━━━ RECORDS SUPPLIED ━━━
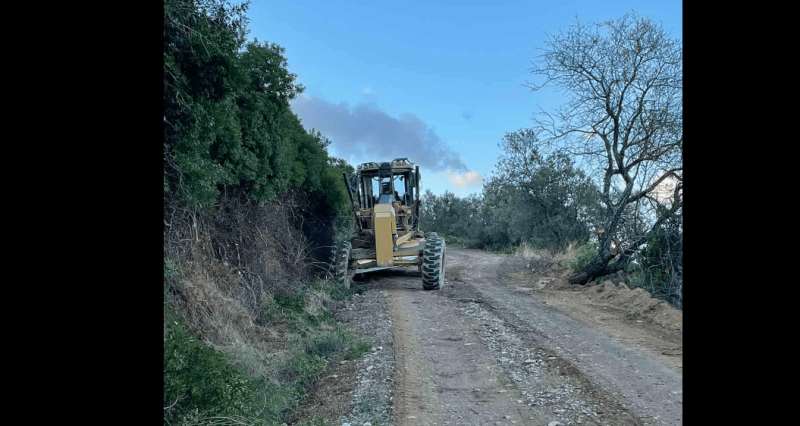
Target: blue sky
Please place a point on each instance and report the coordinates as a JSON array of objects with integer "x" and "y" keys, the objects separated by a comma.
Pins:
[{"x": 443, "y": 79}]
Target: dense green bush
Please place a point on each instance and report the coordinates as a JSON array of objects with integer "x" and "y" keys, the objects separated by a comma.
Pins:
[
  {"x": 199, "y": 382},
  {"x": 585, "y": 254},
  {"x": 227, "y": 120}
]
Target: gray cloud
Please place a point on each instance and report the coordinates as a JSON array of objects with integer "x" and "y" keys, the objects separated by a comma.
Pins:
[{"x": 369, "y": 133}]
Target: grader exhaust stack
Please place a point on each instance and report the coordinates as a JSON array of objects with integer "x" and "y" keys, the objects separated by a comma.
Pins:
[{"x": 387, "y": 235}]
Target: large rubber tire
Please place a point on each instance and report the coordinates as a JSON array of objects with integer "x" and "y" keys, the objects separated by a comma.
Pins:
[
  {"x": 341, "y": 262},
  {"x": 433, "y": 264}
]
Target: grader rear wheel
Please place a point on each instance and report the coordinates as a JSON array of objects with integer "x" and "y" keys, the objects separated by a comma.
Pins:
[
  {"x": 433, "y": 264},
  {"x": 341, "y": 262}
]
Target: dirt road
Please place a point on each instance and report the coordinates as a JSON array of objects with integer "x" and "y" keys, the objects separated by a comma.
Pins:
[{"x": 487, "y": 349}]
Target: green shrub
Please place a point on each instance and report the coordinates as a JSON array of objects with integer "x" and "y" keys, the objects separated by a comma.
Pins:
[
  {"x": 170, "y": 268},
  {"x": 340, "y": 292},
  {"x": 307, "y": 366},
  {"x": 325, "y": 344},
  {"x": 198, "y": 382},
  {"x": 586, "y": 253},
  {"x": 358, "y": 349}
]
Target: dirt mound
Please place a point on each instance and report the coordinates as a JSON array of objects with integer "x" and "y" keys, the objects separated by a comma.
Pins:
[{"x": 638, "y": 303}]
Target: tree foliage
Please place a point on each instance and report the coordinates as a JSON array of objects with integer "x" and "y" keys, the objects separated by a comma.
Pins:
[
  {"x": 545, "y": 202},
  {"x": 227, "y": 120},
  {"x": 623, "y": 122}
]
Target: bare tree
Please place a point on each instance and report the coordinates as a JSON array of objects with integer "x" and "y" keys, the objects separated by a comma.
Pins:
[{"x": 623, "y": 123}]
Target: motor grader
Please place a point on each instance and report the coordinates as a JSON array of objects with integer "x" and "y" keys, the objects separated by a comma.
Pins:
[{"x": 386, "y": 211}]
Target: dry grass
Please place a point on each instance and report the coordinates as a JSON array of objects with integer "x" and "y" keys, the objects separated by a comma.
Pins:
[{"x": 453, "y": 273}]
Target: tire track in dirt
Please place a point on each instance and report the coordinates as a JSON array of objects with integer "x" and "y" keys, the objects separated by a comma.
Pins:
[
  {"x": 444, "y": 375},
  {"x": 627, "y": 377}
]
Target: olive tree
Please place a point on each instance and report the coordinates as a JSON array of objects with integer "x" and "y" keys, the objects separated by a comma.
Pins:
[{"x": 622, "y": 123}]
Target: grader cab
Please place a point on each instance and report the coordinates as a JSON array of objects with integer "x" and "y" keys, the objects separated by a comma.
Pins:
[{"x": 386, "y": 211}]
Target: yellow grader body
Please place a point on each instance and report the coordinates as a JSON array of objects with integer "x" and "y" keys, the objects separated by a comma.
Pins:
[{"x": 386, "y": 211}]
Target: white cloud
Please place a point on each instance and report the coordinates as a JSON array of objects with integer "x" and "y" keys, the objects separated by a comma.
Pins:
[{"x": 465, "y": 179}]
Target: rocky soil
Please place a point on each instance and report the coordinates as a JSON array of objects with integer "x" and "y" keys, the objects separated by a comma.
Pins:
[{"x": 507, "y": 341}]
━━━
WRITTEN REQUEST: Transcribe the whole listing exactly. Pictures are excluded.

RESULT BELOW:
Target: blue sky
Please place a point on each instance and report the coordinates as a JSON array of objects with integer "x" and "y" keys, the objects separated by a comma.
Pins:
[{"x": 443, "y": 79}]
Target: dense green bush
Please place a point on each instance and report the coordinates as a JSON array of objects with integer "x" and "y" keys, the objects separated by a comma.
Pins:
[
  {"x": 199, "y": 382},
  {"x": 585, "y": 254},
  {"x": 227, "y": 120}
]
Target: gray cloud
Please place a point on each instance and report the coordinates as a JSON array of objects with integer "x" and "y" keys, the objects separated by a comma.
Pins:
[{"x": 369, "y": 133}]
Target: grader exhaust stack
Please place a point on each instance and report the coordinates as a JSON array of objects with integer "x" and "y" keys, the objects separated by a comma.
Pins:
[{"x": 387, "y": 235}]
Target: large rubber tire
Please place a point on each instance and report the coordinates as a JSON array of objects with integer "x" and "y" keys, the objects separated by a comma.
Pins:
[
  {"x": 341, "y": 262},
  {"x": 433, "y": 264}
]
Target: grader rear wheel
Please place a point on each instance and report the coordinates as a JSON array of objects with integer "x" and "y" keys, the objects separated by a comma.
Pins:
[
  {"x": 433, "y": 264},
  {"x": 341, "y": 262}
]
Target: dirt road
Please place a point on each instance and report the coordinates as a JSON array of objects with integer "x" and "y" keys, the objects separated by a comma.
Pins:
[{"x": 487, "y": 349}]
Target: green shrub
Please place a point on each instance and report the coordinates as a JSON array of objects with integer "x" and "y" keys, the objects separated by a comma.
Pins:
[
  {"x": 170, "y": 268},
  {"x": 340, "y": 292},
  {"x": 307, "y": 366},
  {"x": 325, "y": 344},
  {"x": 198, "y": 382},
  {"x": 586, "y": 253},
  {"x": 358, "y": 349}
]
Target: dirt mound
Please place a point on each instance and report the coordinates as a JSON array of objects with integer "x" and "y" keys, the objects separated by a comma.
Pins:
[{"x": 638, "y": 303}]
Target: tree foliage
Please place a point on each instance and report the coordinates as a JSON array of objects with integer "x" and "y" keys, the objects separated by a comma.
Pins:
[
  {"x": 545, "y": 202},
  {"x": 227, "y": 120},
  {"x": 623, "y": 122}
]
Target: bare tree
Please place a point on each instance and report the coordinates as a JSON array of objects with integer "x" and "y" keys, the objects separated by a comma.
Pins:
[{"x": 623, "y": 123}]
Target: motor grader
Please place a point on each instance and report the coordinates as a JSON array of objects with integer "x" and "y" keys, the objects separated by a comma.
Pins:
[{"x": 386, "y": 211}]
Target: dry grass
Please place a point on each instance and report the coordinates as a JSON array of objects with integer "x" and "y" keys, the objects separated by a comma.
Pins:
[{"x": 453, "y": 273}]
Target: tire track in dirt
Please place a point on each instance and report the coordinates as a JSON array of objects with integer "x" and "y" keys, the objects separated by a comma.
Pins:
[
  {"x": 444, "y": 375},
  {"x": 627, "y": 377}
]
Target: olive tree
Please place a point on each instance and report the coordinates as a JSON array of objects with integer "x" and "y" keys, the objects separated by a comma.
Pins:
[{"x": 622, "y": 123}]
Target: grader cab
Please place a point on each instance and report the coordinates as a JSON array of objects with integer "x" and "y" keys, the objects separated by a comma.
Pins:
[{"x": 386, "y": 211}]
Target: yellow grader body
Please place a point on each instance and report the coordinates as a JSON array of objects with integer "x" and "y" keys, the objects separated by a comma.
Pins:
[{"x": 386, "y": 211}]
Target: white cloud
Please place a point on each instance and report the coordinates as a JSON array of objects with integer "x" and "y" keys, the objects separated by a comma.
Pins:
[{"x": 465, "y": 179}]
Target: rocky soil
Please place a point on each instance and report the coordinates as a JSON array of objects with integer "x" and "y" keys, the objects separated by a comma.
Pins:
[{"x": 507, "y": 341}]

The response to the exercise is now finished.